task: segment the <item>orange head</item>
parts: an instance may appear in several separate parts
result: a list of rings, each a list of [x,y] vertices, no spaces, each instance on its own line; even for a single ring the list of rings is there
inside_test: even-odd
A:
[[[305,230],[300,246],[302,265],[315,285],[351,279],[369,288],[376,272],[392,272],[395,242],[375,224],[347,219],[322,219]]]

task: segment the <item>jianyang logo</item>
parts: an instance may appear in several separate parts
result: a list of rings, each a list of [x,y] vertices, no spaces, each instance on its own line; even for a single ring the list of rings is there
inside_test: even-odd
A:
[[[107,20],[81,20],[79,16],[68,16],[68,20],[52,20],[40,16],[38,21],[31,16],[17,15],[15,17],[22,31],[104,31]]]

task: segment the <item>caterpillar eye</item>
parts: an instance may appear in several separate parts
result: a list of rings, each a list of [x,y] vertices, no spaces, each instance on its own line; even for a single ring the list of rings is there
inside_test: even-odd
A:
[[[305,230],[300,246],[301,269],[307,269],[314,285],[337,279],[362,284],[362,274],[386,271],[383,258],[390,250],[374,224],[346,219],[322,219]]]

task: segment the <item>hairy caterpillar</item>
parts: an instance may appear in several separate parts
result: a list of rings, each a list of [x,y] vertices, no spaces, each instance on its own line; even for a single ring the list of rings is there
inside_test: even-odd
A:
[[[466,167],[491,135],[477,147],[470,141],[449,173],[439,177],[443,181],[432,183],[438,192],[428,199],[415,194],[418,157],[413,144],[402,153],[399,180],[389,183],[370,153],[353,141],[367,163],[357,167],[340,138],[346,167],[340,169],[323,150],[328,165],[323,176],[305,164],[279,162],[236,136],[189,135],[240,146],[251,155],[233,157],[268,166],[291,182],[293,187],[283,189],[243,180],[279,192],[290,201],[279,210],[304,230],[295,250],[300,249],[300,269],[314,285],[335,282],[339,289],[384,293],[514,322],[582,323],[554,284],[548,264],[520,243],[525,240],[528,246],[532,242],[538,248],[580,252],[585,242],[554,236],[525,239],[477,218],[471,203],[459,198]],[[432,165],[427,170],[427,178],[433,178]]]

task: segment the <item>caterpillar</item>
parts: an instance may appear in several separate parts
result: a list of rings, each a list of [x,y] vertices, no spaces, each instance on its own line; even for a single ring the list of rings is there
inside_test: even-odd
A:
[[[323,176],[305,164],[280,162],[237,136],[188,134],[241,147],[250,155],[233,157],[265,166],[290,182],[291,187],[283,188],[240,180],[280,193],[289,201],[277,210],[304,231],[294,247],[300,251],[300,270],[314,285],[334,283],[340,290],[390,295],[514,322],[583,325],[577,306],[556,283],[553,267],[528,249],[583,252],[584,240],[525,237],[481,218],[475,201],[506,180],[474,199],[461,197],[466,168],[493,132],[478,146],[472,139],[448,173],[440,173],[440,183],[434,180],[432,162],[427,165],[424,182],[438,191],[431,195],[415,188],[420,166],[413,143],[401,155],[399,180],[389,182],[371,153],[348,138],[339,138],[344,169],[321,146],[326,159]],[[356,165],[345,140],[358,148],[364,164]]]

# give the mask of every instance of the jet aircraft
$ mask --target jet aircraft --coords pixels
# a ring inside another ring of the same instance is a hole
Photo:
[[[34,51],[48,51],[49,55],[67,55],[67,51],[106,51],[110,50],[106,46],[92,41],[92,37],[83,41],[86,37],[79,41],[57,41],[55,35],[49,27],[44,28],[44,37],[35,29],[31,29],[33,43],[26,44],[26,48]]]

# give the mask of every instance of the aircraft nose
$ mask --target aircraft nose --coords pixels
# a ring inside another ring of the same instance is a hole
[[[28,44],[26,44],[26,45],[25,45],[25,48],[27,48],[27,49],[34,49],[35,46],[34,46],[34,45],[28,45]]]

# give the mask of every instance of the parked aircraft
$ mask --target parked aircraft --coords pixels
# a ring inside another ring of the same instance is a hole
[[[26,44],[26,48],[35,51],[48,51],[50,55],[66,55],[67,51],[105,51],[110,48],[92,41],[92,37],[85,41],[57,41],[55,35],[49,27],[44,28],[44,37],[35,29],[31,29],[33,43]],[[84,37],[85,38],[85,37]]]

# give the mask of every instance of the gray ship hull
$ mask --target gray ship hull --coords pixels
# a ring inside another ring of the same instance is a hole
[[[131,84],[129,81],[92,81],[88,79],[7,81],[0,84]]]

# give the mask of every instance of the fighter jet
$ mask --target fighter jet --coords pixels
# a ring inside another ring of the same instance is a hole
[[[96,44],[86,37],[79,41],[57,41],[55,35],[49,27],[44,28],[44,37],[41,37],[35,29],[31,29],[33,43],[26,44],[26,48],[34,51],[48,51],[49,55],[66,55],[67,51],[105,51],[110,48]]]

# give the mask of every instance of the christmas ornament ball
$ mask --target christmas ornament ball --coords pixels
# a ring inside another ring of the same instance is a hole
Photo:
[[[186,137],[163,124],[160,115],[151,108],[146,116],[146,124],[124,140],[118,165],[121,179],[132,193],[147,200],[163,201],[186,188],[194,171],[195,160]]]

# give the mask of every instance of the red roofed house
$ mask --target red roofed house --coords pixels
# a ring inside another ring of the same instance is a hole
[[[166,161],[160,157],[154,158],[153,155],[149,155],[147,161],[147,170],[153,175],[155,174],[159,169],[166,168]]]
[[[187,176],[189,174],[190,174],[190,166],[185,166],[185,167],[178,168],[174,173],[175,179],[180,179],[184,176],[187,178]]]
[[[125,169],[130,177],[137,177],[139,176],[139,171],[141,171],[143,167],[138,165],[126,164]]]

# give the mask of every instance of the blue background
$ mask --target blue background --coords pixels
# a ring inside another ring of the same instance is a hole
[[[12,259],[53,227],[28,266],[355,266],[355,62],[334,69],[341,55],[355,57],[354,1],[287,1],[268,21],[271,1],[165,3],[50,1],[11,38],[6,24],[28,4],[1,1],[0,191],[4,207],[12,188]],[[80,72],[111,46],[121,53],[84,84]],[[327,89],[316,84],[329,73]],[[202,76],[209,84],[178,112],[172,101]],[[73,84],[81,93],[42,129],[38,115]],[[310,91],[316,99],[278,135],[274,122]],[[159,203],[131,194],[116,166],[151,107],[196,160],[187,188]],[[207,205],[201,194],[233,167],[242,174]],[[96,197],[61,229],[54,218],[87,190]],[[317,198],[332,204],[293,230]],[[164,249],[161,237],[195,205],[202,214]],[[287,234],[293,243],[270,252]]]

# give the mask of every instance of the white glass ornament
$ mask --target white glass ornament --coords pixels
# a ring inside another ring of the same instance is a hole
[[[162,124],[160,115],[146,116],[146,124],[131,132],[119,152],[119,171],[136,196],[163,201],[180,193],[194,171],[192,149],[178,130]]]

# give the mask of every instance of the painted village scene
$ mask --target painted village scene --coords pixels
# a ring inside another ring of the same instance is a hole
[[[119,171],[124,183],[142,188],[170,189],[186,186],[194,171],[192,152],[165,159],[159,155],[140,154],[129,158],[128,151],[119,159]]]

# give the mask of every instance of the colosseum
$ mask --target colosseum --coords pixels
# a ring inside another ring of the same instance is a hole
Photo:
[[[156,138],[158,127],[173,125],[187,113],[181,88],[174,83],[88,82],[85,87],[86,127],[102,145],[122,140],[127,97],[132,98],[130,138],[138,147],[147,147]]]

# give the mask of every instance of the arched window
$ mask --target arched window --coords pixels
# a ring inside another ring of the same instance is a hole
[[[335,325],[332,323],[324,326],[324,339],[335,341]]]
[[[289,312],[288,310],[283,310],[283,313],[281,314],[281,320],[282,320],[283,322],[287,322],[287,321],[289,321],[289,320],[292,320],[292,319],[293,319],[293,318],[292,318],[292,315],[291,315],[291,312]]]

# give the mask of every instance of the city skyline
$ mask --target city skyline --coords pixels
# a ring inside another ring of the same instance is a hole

Task statement:
Copy out word for word the lines starting at the one that contains "# give the mask of every instance of the colosseum" and ending at the last line above.

Response to the exercise:
# give the mask of every instance of the colosseum
$ mask --target colosseum --coords pixels
# a ring inside another ring of the same instance is a hole
Photo:
[[[156,138],[158,127],[173,125],[187,113],[181,88],[174,83],[88,82],[85,87],[86,127],[102,145],[122,140],[127,97],[132,98],[130,138],[138,147],[147,147]]]

# give the mask of every instance of the arched window
$ mask --target arched window --coords pixels
# a ring inside another ring of the same instance is a hole
[[[335,325],[332,323],[324,326],[324,339],[335,341]]]
[[[289,312],[288,310],[283,310],[283,313],[281,314],[281,320],[282,320],[283,322],[287,322],[287,321],[289,321],[289,320],[292,320],[292,319],[293,319],[293,318],[292,318],[292,315],[291,315],[291,312]]]

# give the mask of every instance of the city skyline
$ mask --target city skyline --coords pixels
# a ring inside another ring of the same instance is a hole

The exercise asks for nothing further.